> [READING TEXT]:
☆ ☆ ☆ ☆ ☆ ☆ ☆

What do you say when you smash your thumb with a hammer? No, really... Apparently 99% of all English speakers drop an 'f bomb'. The other 1% are lying.
I'm one of the 99%. There is just something about the word 'fuck' (there, I've said it) that seems to simultaneously reduce pain and quash rage while allowing one to announce to the world that, 'Yes, here I am, doing DIY, mutilating myself in the process, and do I get any bleedin' thanks for it!?'
I even curse when I'm not hitting myself with heavy objects. I swear when I'm sad. I swear when I'm feeling reflective, or mildly amused or enraged or really, really happy. And I've taught my kids to swear. I've never sat them down and said, 'Now, kids, today we're starting with 'damn' and we'll see how we get on with it for a few days before tackling 'shit'...' and I'm not particularly proud of it, but there it is. I knew I was a good teacher when my eldest daughter, aged 3 at the time, came barreling out of the house, curls bouncing, innocence embodied, as I was packing my mother's suitcase into the car for her flight home, screaming, 'Oh fuck! Don't go! I forgot to give Grandma a goodbye kiss!' Needless to say, my mother was less than impressed (though she was touched by the urgency that only a 3 year old can bring to sweet parting) and swore (natch) to jack-in the cursing, swearing and muttering of oaths for good. I lasted about a week.
All of the above is a fairly round about way of drawing your attention to this posting via Melissa Hill on the Irish Crime Fiction Facebook page: http://crimebeat.bookslive.co.za/blog/2012/02/16/crime-beat-foul-language-in-sa-crime-fiction-is-it-fing-necessary/ .
This, in turn, led me to the originating post, here: http://www.thecrimefactory.com/2012/01/guest-blog-warning-contains-language/. They are both well observed and of interest to readers and writers alike.
Both of them got me thinking about the use of foul language in crime fiction and how I use it in my own writing. My agent, Jonathan Williams, a fine editor as well as agent, has told me more than once that there is too much of it in the early drafts of my work. He doesn't object, I must stress, to the foulness of it, but much more to how repetitious it appears on the page. In each of the four novels of mine he has represented, two historical, two contemporary, he has made this point and in each one, I have gone back and judiciously cut hundreds of swear words, virtually all of it from dialogue.

☆ ☆ ☆ ☆ ☆ ☆ ☆

> [SET PROBLEM]: Copy word for word the passage of the post about swearing that starts with "All of the above" and goes on through "and writers alike.".

☆ ☆ ☆ ☆ ☆ ☆ ☆

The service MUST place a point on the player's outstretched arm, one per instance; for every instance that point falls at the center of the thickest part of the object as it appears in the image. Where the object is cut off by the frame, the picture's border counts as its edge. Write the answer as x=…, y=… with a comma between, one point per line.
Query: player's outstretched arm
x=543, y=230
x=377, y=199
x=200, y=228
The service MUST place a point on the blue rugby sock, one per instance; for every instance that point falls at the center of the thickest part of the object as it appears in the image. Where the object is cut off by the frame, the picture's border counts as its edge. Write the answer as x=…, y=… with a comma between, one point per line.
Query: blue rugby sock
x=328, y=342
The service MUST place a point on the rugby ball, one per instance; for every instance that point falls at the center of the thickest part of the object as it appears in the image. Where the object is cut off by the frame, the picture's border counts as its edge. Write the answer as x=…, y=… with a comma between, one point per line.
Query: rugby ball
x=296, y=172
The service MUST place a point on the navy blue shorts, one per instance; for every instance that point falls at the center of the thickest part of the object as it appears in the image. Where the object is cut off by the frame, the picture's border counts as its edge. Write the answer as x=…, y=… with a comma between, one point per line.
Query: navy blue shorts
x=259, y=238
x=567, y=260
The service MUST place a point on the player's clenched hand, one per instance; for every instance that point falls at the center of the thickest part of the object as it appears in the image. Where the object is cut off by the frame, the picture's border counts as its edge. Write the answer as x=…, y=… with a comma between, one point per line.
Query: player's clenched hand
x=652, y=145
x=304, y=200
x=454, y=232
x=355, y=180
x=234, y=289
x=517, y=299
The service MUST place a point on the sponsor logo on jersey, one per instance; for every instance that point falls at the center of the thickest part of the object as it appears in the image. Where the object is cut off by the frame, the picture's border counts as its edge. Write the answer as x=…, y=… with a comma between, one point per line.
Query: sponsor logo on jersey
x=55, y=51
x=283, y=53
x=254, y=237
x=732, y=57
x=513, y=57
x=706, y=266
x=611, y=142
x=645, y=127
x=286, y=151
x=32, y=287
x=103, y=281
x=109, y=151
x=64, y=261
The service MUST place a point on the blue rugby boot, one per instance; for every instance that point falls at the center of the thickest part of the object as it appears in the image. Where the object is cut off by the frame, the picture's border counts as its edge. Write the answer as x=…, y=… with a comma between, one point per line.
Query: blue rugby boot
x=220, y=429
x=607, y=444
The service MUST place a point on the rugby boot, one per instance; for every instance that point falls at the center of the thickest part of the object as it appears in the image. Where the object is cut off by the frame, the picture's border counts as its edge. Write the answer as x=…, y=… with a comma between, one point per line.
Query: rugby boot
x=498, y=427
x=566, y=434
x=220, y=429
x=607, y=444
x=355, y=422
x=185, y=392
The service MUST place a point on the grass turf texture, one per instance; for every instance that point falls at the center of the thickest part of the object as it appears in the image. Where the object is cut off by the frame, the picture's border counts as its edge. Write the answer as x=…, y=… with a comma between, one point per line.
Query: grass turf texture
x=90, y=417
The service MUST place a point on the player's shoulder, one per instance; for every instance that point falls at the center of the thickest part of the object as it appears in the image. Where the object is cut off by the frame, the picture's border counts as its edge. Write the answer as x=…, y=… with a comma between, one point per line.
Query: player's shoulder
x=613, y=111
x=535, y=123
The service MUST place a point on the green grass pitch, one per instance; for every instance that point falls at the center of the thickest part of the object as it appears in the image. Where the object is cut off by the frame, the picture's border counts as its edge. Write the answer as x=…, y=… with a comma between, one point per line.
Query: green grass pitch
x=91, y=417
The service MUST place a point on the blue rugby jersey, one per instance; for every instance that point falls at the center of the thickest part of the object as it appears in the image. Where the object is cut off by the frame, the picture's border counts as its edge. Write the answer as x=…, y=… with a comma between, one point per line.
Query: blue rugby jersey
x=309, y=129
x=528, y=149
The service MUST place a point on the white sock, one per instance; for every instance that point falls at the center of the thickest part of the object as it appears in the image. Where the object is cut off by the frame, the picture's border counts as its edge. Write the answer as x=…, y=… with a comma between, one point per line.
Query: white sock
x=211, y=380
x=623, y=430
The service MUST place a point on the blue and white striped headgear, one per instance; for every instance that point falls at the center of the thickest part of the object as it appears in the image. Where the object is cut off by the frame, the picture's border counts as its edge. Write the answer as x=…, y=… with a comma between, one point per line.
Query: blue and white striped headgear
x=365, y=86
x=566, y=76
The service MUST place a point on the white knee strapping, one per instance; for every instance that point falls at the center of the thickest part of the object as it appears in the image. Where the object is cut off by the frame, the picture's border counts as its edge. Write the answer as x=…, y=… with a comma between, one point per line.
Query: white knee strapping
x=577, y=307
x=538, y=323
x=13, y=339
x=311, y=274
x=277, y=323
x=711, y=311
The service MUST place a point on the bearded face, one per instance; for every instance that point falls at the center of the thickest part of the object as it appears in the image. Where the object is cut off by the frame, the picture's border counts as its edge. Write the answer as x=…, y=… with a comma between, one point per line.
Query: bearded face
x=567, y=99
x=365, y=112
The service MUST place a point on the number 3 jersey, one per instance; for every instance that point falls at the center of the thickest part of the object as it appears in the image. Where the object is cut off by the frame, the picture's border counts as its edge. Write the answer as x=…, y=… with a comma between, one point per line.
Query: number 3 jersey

☆ ☆ ☆ ☆ ☆ ☆ ☆

> [FULL RESPONSE]:
All of the above is a fairly round about way of drawing your attention to this posting via Melissa Hill on the Irish Crime Fiction Facebook page: http://crimebeat.bookslive.co.za/blog/2012/02/16/crime-beat-foul-language-in-sa-crime-fiction-is-it-fing-necessary/ .
This, in turn, led me to the originating post, here: http://www.thecrimefactory.com/2012/01/guest-blog-warning-contains-language/. They are both well observed and of interest to readers and writers alike.